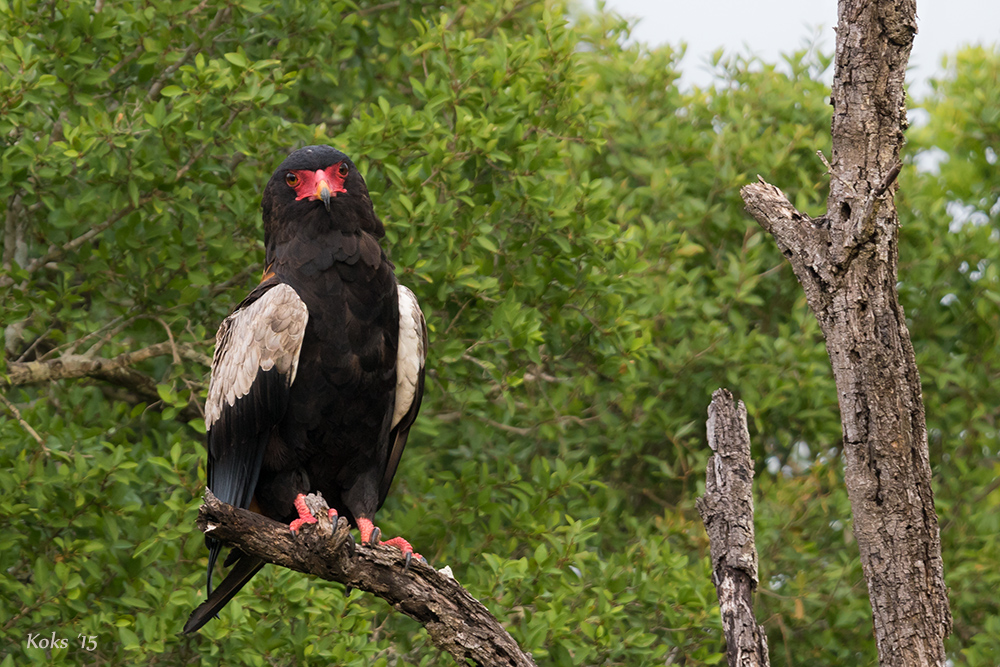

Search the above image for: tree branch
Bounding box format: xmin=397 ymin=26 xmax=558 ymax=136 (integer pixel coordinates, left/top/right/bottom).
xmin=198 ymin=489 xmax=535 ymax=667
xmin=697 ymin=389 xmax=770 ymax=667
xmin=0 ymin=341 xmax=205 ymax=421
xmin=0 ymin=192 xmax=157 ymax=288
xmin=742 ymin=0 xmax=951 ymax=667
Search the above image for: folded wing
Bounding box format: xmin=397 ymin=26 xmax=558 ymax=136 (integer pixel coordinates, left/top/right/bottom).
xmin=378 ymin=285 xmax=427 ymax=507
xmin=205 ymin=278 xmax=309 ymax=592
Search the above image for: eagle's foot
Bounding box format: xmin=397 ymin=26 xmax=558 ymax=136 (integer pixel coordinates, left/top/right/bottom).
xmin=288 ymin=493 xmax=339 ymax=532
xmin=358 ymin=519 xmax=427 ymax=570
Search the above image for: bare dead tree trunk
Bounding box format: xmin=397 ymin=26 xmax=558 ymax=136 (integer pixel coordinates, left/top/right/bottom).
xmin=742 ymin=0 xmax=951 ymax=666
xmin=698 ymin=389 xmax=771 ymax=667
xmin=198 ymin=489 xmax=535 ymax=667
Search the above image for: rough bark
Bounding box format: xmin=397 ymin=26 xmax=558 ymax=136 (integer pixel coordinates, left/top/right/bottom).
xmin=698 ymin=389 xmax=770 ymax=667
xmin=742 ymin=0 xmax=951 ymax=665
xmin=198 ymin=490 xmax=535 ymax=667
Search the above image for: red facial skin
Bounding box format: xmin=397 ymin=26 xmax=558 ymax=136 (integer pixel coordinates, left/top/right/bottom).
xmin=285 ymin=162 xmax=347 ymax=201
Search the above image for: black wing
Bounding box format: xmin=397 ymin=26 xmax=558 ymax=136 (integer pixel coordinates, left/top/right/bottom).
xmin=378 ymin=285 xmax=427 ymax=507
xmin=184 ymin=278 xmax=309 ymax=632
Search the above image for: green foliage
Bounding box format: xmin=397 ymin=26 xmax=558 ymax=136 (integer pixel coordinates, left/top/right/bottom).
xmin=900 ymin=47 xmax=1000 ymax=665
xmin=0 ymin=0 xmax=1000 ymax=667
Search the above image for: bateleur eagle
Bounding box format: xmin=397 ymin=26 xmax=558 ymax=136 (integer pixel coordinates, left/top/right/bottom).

^^^^^^^^

→ Directions for this task: Print all of the records above verbatim, without the pictures.

→ Finished answer:
Search the above image for: tree branch
Bounding box format: xmin=397 ymin=26 xmax=558 ymax=136 (integer pixel coordinates, left/top/right/bottom).
xmin=198 ymin=489 xmax=535 ymax=667
xmin=697 ymin=389 xmax=770 ymax=667
xmin=0 ymin=341 xmax=205 ymax=421
xmin=0 ymin=192 xmax=157 ymax=288
xmin=742 ymin=0 xmax=951 ymax=667
Search the above image for: folded wing
Bounding box format: xmin=397 ymin=26 xmax=558 ymax=136 (integer pixel coordinates, left/top/right/bottom).
xmin=378 ymin=285 xmax=427 ymax=507
xmin=205 ymin=278 xmax=309 ymax=592
Search the above image for: eagle's foot
Bounding box format: xmin=397 ymin=26 xmax=558 ymax=136 (integer pixel coordinates, left/top/right/bottom).
xmin=288 ymin=493 xmax=339 ymax=532
xmin=358 ymin=519 xmax=427 ymax=570
Search the above image for: bare dead tree trunk
Bounding box format: xmin=397 ymin=26 xmax=558 ymax=136 (integer pixel coordinates, left/top/right/bottom).
xmin=742 ymin=0 xmax=951 ymax=666
xmin=698 ymin=389 xmax=771 ymax=667
xmin=198 ymin=489 xmax=535 ymax=667
Search the above image for: rough bark
Bounding box format: xmin=397 ymin=26 xmax=558 ymax=136 (integer pixel coordinates, left/top/right/bottom).
xmin=698 ymin=389 xmax=770 ymax=667
xmin=742 ymin=0 xmax=951 ymax=665
xmin=198 ymin=490 xmax=535 ymax=667
Search the above image for: red facial skin
Bounding box format: xmin=397 ymin=26 xmax=558 ymax=136 (integer pixel coordinates, left/top/right/bottom).
xmin=285 ymin=162 xmax=347 ymax=201
Search the above image for: black wing
Bounding box format: xmin=397 ymin=26 xmax=558 ymax=136 (integer pixel coordinates, left/top/right/bottom).
xmin=378 ymin=285 xmax=427 ymax=507
xmin=184 ymin=278 xmax=309 ymax=632
Search the above image for: green foliage
Bounding box format: xmin=397 ymin=26 xmax=558 ymax=136 (integer pixel coordinates, left/top/right/bottom).
xmin=900 ymin=47 xmax=1000 ymax=665
xmin=0 ymin=0 xmax=1000 ymax=667
Search the above image for: bateleur eagle
Bounding box format: xmin=397 ymin=26 xmax=558 ymax=136 (integer pixel coordinates, left/top/right/bottom).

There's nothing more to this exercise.